* [STORED ROWS]:
____________
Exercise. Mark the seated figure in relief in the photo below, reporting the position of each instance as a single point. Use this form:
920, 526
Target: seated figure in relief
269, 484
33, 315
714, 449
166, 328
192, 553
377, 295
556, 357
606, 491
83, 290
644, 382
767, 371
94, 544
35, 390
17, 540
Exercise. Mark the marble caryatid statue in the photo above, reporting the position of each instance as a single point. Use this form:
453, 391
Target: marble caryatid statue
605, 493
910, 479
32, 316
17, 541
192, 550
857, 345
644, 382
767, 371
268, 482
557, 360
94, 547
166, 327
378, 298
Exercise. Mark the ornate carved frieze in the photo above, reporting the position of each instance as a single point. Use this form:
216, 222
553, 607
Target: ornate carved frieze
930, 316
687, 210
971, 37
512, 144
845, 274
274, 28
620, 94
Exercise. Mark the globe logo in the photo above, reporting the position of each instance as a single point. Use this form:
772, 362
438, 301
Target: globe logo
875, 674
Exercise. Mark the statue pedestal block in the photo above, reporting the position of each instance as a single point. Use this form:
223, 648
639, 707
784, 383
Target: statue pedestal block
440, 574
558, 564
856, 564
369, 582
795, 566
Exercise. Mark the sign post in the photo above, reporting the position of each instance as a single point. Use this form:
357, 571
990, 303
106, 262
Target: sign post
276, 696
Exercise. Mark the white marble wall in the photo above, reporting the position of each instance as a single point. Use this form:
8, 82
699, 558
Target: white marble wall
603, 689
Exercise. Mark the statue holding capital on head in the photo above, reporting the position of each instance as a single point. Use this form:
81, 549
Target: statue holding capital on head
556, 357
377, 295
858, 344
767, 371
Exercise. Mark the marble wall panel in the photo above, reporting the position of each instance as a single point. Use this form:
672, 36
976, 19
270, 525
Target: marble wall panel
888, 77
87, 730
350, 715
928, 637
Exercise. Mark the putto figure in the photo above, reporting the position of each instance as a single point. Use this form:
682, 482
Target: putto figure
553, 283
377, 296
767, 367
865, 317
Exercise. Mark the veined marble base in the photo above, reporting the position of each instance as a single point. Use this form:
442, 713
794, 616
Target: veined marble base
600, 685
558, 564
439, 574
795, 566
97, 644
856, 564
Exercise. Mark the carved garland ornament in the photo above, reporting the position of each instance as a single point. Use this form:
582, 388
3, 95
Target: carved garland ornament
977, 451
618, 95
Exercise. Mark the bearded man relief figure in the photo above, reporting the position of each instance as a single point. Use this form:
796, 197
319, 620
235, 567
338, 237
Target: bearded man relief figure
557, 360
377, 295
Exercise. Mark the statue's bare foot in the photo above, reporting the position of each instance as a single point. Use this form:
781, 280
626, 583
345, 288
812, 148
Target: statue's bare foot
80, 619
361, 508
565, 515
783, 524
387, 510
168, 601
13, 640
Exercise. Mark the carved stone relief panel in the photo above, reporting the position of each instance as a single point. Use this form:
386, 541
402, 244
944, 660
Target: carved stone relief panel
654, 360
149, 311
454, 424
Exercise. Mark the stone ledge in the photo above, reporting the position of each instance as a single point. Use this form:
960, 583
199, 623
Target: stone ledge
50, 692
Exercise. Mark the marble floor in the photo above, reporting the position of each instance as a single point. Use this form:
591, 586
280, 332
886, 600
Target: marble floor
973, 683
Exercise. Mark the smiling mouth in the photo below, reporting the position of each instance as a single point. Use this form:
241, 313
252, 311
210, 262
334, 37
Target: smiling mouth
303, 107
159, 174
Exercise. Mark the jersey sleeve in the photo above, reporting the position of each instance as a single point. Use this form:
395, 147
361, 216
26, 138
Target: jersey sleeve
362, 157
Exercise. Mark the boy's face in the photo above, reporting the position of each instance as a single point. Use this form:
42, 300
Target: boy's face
____________
* [STATED EXERCISE]:
Reproduce nothing but the lines from the line containing "Exercise. Mark the veined" to the last line of the data, each exactly as written.

* [TASK SOLUTION]:
Exercise. Mark the veined marble base in the photo above, reporting the position of each instance as a single point. Use this form:
442, 713
794, 616
Target: veined marble base
600, 685
558, 564
439, 574
795, 566
97, 644
856, 564
Exercise. Mark the carved garland ornament in the photo above, reporting the position of each instance as a single point. Use this form:
582, 388
3, 95
Target: carved garland ornament
977, 451
618, 95
Exercise. Mark the bearded man relief figure in the photo above, reporting the position of each instance as a single point. Use this form:
796, 197
319, 620
235, 567
338, 237
Target: bearded man relief figure
557, 360
377, 295
Exercise. Mark the statue's bare foot in the photo above, reporting the position of each instance as a single point. Use this form:
781, 280
626, 583
345, 288
812, 148
Target: statue's bare foot
80, 619
361, 508
565, 515
783, 524
387, 510
168, 601
13, 640
Exercise. Mark the carved stone relief panel in the photo above, reporting the position of each instance as a single point. Use this form:
386, 541
402, 244
944, 660
Target: carved stone relief panel
654, 360
149, 311
454, 424
Exercise. Mark the stone ledge in the photo above, reporting the position of each instance as a single point. Use this form:
960, 583
199, 623
Target: stone ledge
50, 692
Exercise. Mark the marble floor in the photo above, reporting the position of each instance as a single point. Use this form:
591, 586
280, 332
886, 600
Target: marble floor
973, 683
Exercise. Mark the smiling mouth in the photo below, reporting the position of each instance as a single point. Use this form:
241, 313
252, 311
210, 262
334, 37
Target: smiling mouth
303, 107
159, 174
Exercise. Mark the jersey sleeve in the photo above, reporting the position of each instance as a single point. Use this form:
395, 147
361, 216
26, 138
Target: jersey sleeve
362, 157
Exercise. Mark the boy's face in the photo above, reporting the position of each instance as a single point. Use this form:
42, 300
Target: boy's face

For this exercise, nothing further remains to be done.